About this exercise: Line by line, copy the entries exactly, excluding the pictures.

Data shown:
____

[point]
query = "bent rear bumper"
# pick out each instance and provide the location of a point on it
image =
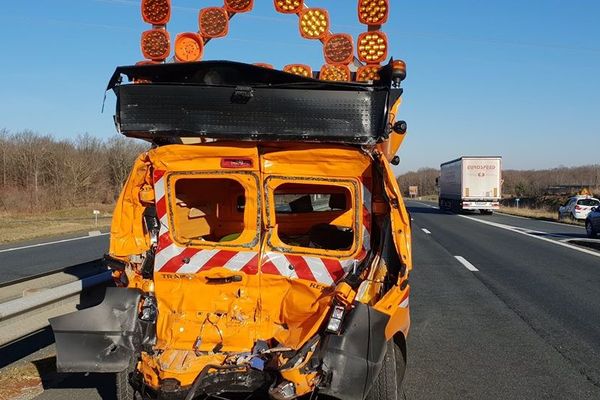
(101, 338)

____

Result of the exercise:
[point]
query = "bent rear bumper"
# pick out each instance and provide the location of a point on it
image =
(101, 338)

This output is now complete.